(Object point labels)
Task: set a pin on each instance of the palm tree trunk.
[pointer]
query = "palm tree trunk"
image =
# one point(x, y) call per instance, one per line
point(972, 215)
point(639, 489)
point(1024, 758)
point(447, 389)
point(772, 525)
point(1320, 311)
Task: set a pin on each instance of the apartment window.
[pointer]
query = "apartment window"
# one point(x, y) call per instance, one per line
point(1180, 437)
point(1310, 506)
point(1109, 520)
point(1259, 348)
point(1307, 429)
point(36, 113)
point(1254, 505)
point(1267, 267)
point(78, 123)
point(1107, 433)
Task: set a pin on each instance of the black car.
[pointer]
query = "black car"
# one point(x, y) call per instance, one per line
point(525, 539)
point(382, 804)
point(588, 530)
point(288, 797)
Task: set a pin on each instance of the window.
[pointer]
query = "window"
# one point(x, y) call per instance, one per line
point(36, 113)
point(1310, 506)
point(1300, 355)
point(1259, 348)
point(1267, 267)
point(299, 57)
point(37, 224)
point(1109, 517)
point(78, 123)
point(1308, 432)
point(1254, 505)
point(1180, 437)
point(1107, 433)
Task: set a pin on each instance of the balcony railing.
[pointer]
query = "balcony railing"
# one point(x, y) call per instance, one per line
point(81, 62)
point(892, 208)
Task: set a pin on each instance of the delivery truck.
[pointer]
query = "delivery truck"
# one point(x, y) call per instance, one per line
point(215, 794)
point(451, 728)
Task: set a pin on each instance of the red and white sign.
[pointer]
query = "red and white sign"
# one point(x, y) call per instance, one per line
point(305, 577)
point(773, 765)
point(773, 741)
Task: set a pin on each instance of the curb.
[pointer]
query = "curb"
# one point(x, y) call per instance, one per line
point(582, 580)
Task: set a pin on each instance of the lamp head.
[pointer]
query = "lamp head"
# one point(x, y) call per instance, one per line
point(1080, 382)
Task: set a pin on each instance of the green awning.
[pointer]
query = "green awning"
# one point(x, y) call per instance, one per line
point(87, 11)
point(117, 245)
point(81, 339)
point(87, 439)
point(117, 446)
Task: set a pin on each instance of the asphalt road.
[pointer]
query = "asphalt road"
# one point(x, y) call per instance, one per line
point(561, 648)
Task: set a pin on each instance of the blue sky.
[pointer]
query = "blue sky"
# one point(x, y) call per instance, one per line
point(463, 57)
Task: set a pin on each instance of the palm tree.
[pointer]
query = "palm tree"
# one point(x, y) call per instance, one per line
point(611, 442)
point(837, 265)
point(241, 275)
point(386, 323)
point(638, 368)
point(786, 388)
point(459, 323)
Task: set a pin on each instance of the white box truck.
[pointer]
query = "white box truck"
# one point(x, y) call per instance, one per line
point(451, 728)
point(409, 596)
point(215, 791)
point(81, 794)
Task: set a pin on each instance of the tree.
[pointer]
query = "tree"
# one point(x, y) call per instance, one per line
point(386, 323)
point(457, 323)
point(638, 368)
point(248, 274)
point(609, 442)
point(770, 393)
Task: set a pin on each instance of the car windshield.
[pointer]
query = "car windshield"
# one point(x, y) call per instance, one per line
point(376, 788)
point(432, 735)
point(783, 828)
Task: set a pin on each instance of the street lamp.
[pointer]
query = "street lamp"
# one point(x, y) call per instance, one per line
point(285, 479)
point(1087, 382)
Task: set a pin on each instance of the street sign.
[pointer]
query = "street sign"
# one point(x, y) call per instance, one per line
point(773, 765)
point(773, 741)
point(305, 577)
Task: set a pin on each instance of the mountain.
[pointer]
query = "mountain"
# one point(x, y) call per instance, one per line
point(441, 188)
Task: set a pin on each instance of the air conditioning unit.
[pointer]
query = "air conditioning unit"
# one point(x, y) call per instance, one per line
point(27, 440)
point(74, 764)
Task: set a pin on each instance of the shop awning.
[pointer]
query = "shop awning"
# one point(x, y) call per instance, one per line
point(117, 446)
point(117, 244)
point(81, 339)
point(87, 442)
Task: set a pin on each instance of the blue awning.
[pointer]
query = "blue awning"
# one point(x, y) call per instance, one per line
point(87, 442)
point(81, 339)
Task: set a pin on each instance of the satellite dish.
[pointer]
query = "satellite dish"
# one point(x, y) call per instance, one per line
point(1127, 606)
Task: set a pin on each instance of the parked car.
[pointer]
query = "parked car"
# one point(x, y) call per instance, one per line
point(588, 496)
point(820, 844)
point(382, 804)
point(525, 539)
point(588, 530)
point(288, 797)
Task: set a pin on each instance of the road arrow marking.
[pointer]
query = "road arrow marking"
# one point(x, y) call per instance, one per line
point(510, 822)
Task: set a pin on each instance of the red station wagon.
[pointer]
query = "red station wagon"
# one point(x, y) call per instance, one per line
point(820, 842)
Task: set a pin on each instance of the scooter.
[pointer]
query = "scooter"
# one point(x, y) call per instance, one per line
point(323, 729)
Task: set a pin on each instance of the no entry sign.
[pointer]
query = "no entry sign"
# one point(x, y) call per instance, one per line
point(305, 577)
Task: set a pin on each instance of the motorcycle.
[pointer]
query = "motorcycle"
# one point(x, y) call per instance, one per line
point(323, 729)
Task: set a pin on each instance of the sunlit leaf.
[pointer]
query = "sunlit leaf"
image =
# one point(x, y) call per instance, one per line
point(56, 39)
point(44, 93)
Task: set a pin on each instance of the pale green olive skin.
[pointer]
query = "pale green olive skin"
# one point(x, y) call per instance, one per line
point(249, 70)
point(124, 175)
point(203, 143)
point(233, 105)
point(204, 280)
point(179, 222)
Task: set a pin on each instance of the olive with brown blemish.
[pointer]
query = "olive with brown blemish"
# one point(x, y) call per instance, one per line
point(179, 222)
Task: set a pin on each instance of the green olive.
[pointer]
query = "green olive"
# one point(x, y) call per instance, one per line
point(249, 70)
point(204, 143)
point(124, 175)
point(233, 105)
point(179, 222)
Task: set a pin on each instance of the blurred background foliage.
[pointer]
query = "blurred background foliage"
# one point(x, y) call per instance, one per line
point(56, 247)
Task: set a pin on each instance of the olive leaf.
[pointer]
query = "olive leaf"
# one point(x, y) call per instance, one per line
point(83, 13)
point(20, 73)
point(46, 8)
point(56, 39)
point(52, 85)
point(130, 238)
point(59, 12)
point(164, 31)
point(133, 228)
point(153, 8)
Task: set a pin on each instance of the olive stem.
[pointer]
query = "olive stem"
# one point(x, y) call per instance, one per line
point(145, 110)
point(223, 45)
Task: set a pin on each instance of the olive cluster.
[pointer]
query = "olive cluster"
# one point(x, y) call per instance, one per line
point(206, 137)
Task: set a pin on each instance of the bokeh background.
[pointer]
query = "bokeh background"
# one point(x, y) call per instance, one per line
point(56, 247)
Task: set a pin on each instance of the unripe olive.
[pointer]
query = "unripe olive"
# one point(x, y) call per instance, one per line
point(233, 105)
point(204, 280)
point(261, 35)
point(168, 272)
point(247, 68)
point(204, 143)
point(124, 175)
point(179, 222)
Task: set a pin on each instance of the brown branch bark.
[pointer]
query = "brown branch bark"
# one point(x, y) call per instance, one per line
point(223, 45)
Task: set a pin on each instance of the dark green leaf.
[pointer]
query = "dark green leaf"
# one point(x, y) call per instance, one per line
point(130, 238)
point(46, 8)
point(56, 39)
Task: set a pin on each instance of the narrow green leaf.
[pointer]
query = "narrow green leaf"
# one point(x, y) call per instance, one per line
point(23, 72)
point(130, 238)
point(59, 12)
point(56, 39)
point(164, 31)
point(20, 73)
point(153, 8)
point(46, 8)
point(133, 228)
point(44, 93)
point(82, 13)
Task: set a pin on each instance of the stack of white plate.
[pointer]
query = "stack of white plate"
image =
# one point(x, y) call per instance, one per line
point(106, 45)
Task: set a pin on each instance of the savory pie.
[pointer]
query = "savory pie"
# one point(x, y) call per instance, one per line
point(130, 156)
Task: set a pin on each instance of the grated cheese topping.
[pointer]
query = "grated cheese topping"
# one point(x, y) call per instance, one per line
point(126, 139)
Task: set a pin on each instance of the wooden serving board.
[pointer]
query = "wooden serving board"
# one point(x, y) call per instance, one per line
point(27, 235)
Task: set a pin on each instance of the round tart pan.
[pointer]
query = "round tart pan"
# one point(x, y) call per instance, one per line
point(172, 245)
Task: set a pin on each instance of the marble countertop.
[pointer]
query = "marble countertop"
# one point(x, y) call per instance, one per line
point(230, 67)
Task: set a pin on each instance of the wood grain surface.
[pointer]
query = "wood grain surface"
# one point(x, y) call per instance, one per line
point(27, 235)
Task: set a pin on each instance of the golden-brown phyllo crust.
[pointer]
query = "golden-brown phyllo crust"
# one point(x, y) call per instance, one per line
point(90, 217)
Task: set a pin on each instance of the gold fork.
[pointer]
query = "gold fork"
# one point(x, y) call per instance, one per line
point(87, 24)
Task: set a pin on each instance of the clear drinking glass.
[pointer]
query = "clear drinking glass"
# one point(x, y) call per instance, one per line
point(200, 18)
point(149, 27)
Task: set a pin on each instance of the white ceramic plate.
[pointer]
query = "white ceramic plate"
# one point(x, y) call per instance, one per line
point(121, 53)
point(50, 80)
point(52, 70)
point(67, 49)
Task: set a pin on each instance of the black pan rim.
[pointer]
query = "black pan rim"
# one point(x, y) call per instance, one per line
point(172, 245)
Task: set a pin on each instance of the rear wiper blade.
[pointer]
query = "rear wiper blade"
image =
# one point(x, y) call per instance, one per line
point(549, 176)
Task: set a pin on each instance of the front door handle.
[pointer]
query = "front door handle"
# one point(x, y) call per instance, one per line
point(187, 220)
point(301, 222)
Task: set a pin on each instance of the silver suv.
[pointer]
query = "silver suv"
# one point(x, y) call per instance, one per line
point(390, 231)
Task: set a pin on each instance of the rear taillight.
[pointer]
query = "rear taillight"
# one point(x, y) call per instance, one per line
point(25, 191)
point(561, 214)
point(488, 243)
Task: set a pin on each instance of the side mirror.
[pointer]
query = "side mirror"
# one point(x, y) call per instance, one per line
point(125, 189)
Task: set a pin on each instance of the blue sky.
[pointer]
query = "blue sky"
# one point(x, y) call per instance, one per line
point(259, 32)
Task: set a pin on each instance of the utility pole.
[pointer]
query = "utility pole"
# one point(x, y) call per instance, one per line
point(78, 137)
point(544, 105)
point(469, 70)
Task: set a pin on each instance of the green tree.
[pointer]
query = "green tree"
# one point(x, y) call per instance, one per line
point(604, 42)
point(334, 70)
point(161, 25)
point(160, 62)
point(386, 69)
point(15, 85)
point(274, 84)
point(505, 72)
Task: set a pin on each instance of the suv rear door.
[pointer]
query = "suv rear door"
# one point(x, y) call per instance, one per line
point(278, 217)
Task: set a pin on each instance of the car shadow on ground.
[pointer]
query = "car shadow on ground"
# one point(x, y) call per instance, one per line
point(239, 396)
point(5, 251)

▸ **Short task**
Would you turn everything from the start of the records down to and including the line containing "point(892, 208)" into a JSON list of strings, one string per line with blank lines left out and nothing past that line?

▸ **Solution for this exercise**
[
  "Task: set a pin on each instance of the palm tree trunk.",
  "[pointer]",
  "query = \"palm tree trunk\"",
  "image =",
  "# one point(x, y) call per instance, one per line",
  "point(972, 215)",
  "point(639, 489)",
  "point(1024, 758)",
  "point(447, 389)",
  "point(772, 525)",
  "point(1320, 311)",
  "Task: set a pin on each instance of the apartment window.",
  "[pointer]",
  "query = \"apartment window\"",
  "# one point(x, y) call per instance, one per line",
  "point(1180, 437)",
  "point(1310, 506)",
  "point(1109, 520)",
  "point(1259, 348)",
  "point(1307, 429)",
  "point(36, 113)",
  "point(1254, 505)",
  "point(1267, 267)",
  "point(78, 123)",
  "point(1107, 433)",
  "Task: set a pin on each instance of the black car.",
  "[pointer]",
  "query = \"black car\"",
  "# one point(x, y) call per instance, one per line",
  "point(525, 539)",
  "point(382, 804)",
  "point(588, 530)",
  "point(288, 797)",
  "Task: set a pin on each instance of the window.",
  "[pointer]",
  "query = \"window\"",
  "# one point(x, y) call per instance, one per line",
  "point(36, 113)",
  "point(1310, 506)",
  "point(1300, 355)",
  "point(1259, 348)",
  "point(1267, 267)",
  "point(299, 57)",
  "point(37, 224)",
  "point(1109, 517)",
  "point(78, 123)",
  "point(1308, 432)",
  "point(1254, 505)",
  "point(1180, 437)",
  "point(1107, 433)",
  "Task: set a pin on each instance of the balcony railing.",
  "[pointer]",
  "query = \"balcony railing\"",
  "# one point(x, y) call per instance, one per line",
  "point(81, 62)",
  "point(892, 208)"
]